[Input data]
___
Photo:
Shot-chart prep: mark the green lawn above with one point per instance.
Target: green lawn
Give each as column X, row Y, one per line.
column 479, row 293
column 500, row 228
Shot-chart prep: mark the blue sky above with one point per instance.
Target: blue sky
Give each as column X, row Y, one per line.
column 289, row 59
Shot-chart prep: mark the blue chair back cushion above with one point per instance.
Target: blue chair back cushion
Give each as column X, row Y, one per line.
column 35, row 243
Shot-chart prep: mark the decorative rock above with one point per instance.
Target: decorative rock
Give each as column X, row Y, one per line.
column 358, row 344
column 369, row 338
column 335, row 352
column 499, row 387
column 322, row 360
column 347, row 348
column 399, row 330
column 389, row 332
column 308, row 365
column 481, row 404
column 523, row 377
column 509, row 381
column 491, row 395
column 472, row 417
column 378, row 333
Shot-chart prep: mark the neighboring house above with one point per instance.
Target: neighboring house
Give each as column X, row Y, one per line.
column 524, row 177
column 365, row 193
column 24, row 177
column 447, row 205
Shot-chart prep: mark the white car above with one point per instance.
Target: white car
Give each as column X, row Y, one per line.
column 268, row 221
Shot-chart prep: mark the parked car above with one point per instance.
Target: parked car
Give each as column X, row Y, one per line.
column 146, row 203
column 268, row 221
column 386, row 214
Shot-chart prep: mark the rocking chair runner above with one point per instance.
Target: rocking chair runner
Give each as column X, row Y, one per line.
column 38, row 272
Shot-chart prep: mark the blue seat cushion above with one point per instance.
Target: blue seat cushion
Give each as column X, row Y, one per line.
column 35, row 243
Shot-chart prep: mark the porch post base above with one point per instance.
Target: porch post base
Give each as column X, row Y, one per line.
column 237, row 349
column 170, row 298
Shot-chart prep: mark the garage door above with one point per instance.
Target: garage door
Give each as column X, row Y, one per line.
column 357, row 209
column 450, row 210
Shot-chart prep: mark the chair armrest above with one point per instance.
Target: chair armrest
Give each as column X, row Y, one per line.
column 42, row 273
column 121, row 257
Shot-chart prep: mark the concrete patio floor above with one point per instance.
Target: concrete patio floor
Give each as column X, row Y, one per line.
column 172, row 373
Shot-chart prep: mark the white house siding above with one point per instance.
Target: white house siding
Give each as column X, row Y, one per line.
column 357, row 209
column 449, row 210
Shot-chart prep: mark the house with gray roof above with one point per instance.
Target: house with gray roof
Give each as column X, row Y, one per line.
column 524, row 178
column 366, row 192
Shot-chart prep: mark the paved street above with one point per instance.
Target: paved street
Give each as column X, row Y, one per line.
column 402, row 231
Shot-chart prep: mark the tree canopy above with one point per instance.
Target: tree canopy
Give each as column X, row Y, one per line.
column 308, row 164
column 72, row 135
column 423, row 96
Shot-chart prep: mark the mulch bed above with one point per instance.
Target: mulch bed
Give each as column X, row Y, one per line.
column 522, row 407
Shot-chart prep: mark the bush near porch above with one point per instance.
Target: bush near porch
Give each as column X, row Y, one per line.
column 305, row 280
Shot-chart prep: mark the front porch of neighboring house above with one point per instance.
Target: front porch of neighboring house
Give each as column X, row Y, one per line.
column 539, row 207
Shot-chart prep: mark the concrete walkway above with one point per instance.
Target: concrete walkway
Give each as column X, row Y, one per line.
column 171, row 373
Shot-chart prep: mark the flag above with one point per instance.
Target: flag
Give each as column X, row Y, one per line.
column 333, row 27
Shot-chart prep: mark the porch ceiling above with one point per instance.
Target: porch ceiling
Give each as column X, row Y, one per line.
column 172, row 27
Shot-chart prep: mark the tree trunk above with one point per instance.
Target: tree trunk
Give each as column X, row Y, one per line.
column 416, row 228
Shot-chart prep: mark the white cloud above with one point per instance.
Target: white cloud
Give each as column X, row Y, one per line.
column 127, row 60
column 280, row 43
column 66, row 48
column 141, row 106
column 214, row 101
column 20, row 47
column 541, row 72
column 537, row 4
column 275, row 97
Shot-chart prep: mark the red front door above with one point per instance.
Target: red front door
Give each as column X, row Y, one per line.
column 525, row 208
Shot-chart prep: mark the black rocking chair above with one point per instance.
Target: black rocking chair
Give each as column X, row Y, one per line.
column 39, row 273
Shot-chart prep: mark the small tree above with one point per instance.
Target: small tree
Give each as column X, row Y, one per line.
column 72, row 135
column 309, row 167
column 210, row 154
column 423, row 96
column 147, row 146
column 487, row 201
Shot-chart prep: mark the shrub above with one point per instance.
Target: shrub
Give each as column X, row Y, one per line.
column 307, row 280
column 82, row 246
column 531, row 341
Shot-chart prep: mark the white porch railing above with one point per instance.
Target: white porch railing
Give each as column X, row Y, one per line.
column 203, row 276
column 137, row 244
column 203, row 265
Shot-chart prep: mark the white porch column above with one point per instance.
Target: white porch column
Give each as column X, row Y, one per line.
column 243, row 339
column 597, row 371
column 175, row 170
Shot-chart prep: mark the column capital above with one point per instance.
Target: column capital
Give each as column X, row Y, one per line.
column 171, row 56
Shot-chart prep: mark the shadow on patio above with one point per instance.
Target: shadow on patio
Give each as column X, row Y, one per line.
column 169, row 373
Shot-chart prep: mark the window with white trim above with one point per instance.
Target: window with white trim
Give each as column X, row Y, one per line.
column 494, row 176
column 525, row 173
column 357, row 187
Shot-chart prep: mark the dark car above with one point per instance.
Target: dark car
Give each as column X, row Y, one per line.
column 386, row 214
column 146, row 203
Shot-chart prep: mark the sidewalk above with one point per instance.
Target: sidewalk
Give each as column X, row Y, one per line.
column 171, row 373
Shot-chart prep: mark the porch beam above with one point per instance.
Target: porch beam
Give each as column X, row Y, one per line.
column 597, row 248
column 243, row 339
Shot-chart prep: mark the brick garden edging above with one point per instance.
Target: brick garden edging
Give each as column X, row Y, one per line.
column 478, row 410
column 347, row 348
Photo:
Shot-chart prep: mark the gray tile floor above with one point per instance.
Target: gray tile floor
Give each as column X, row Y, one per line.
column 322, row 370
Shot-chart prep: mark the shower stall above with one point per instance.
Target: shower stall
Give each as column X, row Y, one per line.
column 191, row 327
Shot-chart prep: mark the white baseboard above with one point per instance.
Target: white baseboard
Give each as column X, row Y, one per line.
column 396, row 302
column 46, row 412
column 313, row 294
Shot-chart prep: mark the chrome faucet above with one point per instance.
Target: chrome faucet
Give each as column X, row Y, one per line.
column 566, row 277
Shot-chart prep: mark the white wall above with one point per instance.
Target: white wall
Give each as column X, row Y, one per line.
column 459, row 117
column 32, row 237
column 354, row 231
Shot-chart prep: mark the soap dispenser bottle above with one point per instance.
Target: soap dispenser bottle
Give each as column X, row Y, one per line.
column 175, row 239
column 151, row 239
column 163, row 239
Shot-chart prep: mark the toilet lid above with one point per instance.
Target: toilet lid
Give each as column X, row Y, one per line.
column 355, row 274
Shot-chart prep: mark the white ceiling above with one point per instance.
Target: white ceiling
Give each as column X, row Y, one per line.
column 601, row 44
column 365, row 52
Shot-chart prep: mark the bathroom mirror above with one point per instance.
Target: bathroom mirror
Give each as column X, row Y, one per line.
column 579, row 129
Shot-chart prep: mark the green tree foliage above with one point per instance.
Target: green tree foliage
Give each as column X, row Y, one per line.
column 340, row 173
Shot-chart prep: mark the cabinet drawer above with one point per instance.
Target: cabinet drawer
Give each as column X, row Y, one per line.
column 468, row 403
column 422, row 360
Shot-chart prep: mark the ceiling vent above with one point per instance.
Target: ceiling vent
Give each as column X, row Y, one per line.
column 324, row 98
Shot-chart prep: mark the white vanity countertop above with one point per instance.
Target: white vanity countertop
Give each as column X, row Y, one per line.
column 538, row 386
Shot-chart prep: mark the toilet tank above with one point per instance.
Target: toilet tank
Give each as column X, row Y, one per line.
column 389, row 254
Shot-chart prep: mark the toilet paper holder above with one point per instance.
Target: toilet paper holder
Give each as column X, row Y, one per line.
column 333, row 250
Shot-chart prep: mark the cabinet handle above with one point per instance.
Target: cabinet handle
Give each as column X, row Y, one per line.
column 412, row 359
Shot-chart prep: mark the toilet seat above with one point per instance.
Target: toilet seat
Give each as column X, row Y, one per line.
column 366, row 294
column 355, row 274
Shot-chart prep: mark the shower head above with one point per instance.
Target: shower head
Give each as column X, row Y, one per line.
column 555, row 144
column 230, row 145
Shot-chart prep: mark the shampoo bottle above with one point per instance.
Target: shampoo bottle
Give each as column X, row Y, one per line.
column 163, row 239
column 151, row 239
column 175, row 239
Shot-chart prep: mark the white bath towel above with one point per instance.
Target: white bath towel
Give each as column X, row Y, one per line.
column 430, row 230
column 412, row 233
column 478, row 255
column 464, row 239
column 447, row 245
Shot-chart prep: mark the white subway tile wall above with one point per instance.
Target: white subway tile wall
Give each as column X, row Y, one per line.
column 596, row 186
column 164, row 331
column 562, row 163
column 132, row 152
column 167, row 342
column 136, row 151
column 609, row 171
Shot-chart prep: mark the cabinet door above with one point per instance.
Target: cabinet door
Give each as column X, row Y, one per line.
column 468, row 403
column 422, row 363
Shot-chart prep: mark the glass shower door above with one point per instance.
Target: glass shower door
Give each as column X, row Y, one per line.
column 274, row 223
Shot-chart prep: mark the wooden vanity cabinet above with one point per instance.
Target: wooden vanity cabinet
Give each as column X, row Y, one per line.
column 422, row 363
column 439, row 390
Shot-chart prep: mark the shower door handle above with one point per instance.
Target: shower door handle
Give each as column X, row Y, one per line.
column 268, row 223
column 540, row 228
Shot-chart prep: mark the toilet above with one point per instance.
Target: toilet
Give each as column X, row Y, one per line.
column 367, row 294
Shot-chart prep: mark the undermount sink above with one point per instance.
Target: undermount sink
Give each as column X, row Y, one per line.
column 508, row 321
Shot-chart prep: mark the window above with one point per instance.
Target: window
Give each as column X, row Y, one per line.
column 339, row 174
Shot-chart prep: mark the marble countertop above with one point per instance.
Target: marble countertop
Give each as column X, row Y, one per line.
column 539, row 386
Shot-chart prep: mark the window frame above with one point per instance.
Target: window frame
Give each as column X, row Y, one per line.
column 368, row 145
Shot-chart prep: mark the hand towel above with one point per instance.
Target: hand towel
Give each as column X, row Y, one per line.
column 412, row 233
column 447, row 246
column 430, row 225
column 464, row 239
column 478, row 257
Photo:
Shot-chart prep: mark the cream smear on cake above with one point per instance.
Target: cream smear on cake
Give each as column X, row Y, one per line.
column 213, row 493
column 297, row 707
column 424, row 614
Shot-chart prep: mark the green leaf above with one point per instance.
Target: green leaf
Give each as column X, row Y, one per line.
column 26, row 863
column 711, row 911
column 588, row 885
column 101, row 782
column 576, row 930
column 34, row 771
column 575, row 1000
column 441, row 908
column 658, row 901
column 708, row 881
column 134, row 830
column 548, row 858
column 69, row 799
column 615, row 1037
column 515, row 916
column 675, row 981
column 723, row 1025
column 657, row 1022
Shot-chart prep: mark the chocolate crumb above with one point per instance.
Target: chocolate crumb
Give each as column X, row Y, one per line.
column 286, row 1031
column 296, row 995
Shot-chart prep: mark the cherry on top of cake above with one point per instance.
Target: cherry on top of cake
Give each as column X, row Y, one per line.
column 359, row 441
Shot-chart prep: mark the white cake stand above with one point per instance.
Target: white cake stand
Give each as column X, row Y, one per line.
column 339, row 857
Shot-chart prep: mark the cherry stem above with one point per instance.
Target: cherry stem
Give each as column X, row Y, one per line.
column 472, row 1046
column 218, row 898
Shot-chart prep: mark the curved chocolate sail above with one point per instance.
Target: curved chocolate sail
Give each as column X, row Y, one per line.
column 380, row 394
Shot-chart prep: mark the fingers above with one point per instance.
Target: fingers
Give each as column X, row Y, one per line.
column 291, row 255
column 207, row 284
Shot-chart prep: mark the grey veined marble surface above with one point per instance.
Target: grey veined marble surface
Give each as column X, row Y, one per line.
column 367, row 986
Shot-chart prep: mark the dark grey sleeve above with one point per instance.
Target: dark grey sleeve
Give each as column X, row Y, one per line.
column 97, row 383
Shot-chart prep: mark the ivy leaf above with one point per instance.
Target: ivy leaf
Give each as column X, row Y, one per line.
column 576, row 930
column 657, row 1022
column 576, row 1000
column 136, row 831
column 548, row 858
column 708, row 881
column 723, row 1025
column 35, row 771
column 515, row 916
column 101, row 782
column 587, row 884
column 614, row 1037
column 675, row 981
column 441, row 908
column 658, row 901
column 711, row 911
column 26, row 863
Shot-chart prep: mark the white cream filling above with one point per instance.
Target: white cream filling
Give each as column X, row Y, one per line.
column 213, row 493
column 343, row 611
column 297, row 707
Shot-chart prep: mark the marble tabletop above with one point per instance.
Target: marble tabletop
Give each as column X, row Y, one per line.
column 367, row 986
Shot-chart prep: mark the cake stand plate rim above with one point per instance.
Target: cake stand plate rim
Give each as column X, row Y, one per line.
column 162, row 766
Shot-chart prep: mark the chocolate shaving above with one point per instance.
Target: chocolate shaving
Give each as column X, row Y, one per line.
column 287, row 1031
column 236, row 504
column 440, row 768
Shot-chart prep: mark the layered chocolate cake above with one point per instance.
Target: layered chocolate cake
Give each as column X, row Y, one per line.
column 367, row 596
___
[Problem statement] Where "gray" occurs in a line of the data above, count that line. Give the final count and no other words.

[Result for this task] 4